(Dataset excerpt)
- - - -
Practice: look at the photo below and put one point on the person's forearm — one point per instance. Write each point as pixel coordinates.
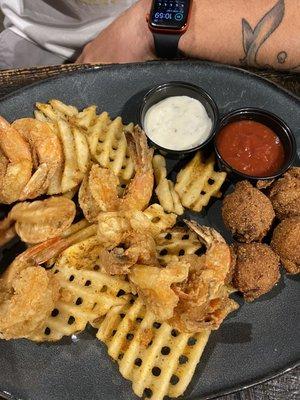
(260, 33)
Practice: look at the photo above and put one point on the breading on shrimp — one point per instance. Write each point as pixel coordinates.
(15, 163)
(41, 219)
(203, 297)
(154, 285)
(135, 248)
(113, 225)
(28, 302)
(28, 291)
(47, 155)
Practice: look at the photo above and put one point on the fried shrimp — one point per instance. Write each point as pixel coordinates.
(40, 220)
(203, 297)
(47, 155)
(135, 248)
(139, 191)
(28, 302)
(285, 194)
(154, 286)
(247, 213)
(28, 291)
(99, 191)
(15, 163)
(113, 225)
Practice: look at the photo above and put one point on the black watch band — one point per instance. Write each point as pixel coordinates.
(166, 45)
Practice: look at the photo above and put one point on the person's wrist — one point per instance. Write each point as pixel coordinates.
(186, 41)
(145, 35)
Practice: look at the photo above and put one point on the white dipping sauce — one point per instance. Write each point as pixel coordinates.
(178, 123)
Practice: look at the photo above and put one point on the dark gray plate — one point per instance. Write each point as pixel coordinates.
(257, 342)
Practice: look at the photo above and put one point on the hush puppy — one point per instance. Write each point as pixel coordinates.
(286, 243)
(285, 194)
(256, 269)
(247, 213)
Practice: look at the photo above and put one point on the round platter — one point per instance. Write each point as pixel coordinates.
(255, 343)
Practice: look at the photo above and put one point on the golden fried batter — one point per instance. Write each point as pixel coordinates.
(203, 297)
(247, 213)
(256, 269)
(27, 304)
(285, 195)
(286, 243)
(136, 248)
(153, 285)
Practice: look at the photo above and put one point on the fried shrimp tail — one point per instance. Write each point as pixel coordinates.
(203, 297)
(136, 247)
(28, 291)
(139, 191)
(15, 163)
(154, 286)
(40, 220)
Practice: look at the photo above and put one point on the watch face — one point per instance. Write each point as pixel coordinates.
(171, 14)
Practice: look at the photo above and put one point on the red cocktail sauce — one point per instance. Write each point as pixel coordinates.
(251, 148)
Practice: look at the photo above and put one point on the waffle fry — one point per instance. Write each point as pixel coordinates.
(167, 196)
(159, 218)
(111, 148)
(197, 182)
(71, 174)
(106, 139)
(86, 293)
(176, 242)
(157, 359)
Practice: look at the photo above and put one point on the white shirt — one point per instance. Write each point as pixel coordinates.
(61, 26)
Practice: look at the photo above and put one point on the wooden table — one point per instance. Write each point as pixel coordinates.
(284, 387)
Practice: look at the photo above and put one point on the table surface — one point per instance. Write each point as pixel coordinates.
(284, 387)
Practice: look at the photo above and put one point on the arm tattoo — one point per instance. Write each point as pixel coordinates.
(253, 39)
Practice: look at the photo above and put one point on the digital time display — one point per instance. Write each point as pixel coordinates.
(169, 13)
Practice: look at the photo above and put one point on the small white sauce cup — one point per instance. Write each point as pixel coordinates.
(171, 89)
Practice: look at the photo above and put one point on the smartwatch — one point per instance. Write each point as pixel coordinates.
(168, 20)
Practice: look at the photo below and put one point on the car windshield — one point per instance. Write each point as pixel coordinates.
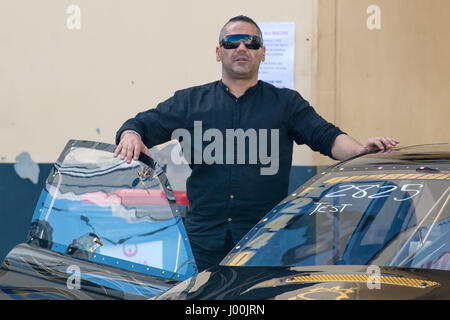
- - - -
TASK
Report how many lines in the rows above contain the string "fried", treating uppercase and lowercase as different. Give only the number.

RIGHT ANSWER
3